*Work to be completed*:
Please copy the following records out line for line, with no changes.

-.-.-

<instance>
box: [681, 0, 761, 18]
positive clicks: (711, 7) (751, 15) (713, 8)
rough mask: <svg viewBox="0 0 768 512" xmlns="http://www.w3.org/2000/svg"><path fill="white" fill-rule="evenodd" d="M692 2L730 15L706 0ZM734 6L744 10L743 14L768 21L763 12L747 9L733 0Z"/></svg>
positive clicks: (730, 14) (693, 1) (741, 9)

-.-.-

*Solution to the exercise*:
<instance>
box: [681, 0, 761, 18]
positive clicks: (711, 7) (751, 15) (713, 8)
rough mask: <svg viewBox="0 0 768 512" xmlns="http://www.w3.org/2000/svg"><path fill="white" fill-rule="evenodd" d="M692 2L730 15L706 0ZM734 6L744 10L743 14L768 21L763 12L747 9L733 0Z"/></svg>
positive clicks: (730, 14) (693, 1) (741, 9)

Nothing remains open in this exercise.